====== Фрагмент текста

Дальше - ещё интереснее. Кураев пишет, что сам роман о Пилате какой-то ненатуральный и герои Мастера какие-то неживые, особенно второстепенные, те что посмели не ожить в конце. «Их ограниченность рукописью Мастера может объясняться тем, что Мастер не вложил в эти образы свою душу - в отличие от более проработанных образов Пилата и Иешуа». Да-да, вот и в Фамусова Грибоедов вложил на 25,5 процентов души меньше, чем в Чацкого, и Пушкин в капитана Миронова на 15 меньше, чем в Пугачева. Все Творцы так делают!

Иешуа, по Кураеву, фигура откровенно карикатурная, и московские главы, дескать, тезис о «добрых людях» полностью опровергают, показывая какой нелепый и непоследовательный есть этот самый Ершалаимский бродяга. Вот что он пишет: «…не только Булгаков, но и Мастер не сочувствует тому Иешуа, который появляется на страницах романа о Пилате. <…> Любить Иешуа - это безвкусие. Это не «духовность», а атеизм и сатанизм». И вообще, Иешуа - это такой высмеянный Булгаковым босой толстовец в рубашке. Я, конечно, не могу сказать за всех, но все-таки, неужели кому-то ещё кажется, что Булгаков над Иешуа смеется?

============

# Условия задания:
- a) Перепишите отрывок фрагмента о взглядах Кураева, начиная со слов «Иешуа, по Кураеву, фигура» и заканчивая словами «над Иешуа смеется?», заменив «бродяга» на «странник».
- b) Чем, по словам Кураева из фрагмента о взглядах Кураева, может объясняться ограниченность второстепенных героев рукописью Мастера?
- c) Перечислите всех персонажей Грибоедова и Пушкина, названных во фрагменте о взглядах Кураева.
Позиции, приведённые после фрагмента, для работы с ним не нужны.

====== Записи данных

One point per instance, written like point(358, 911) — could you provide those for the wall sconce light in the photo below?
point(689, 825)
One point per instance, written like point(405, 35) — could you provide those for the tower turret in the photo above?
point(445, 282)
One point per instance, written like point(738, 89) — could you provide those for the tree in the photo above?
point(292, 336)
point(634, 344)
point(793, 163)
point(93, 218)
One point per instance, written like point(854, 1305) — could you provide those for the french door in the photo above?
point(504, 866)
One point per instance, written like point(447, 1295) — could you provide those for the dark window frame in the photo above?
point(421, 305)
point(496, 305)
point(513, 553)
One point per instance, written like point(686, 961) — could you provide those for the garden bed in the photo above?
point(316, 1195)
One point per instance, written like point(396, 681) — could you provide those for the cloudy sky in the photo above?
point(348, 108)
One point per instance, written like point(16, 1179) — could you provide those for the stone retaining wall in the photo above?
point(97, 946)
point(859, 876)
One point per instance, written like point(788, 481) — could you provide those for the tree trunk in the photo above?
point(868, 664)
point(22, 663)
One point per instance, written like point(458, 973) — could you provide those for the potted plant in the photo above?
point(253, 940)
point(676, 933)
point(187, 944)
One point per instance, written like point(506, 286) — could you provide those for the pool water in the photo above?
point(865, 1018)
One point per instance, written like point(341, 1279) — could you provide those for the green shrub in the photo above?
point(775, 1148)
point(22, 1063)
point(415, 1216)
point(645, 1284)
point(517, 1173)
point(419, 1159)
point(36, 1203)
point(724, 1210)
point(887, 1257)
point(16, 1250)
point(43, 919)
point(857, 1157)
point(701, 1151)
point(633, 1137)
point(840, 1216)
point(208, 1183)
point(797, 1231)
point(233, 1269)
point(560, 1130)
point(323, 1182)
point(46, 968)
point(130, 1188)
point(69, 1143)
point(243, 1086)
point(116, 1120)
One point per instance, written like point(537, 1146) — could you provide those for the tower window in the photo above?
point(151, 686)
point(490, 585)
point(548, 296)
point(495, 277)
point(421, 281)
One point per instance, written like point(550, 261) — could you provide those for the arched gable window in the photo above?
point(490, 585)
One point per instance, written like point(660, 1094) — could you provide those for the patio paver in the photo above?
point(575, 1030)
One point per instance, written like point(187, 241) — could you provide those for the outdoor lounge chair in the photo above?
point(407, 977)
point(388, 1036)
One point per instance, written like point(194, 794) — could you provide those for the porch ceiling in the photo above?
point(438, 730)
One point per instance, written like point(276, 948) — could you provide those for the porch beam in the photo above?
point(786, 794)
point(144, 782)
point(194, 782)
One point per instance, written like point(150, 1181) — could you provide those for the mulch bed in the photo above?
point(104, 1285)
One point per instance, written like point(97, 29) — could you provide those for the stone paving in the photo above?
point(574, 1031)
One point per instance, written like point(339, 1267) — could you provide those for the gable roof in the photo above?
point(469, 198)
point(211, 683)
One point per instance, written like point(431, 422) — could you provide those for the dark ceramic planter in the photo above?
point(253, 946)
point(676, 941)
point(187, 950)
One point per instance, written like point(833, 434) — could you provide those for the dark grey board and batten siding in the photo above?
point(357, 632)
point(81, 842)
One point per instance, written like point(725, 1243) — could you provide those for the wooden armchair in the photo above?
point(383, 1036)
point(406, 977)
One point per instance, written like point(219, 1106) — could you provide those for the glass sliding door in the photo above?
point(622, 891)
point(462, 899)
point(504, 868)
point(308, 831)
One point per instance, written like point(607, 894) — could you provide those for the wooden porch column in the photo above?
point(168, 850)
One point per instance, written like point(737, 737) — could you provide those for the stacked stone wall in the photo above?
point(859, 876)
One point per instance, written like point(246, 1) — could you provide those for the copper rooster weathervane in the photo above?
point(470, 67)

============

# Результаты:
- a)
Иешуа, по Кураеву, фигура откровенно карикатурная, и московские главы, дескать, тезис о «добрых людях» полностью опровергают, показывая какой нелепый и непоследовательный есть этот самый Ершалаимский странник. Вот что он пишет: «…не только Булгаков, но и Мастер не сочувствует тому Иешуа, который появляется на страницах романа о Пилате. <…> Любить Иешуа - это безвкусие. Это не «духовность», а атеизм и сатанизм». И вообще, Иешуа - это такой высмеянный Булгаковым босой толстовец в рубашке. Я, конечно, не могу сказать за всех, но все-таки, неужели кому-то ещё кажется, что Булгаков над Иешуа смеется?

- b) Тем, что Мастер не вложил в эти образы свою душу, в отличие от более проработанных образов Пилата и Иешуа.

- c) Фамусов, Чацкий, капитан Миронов, Пугачев.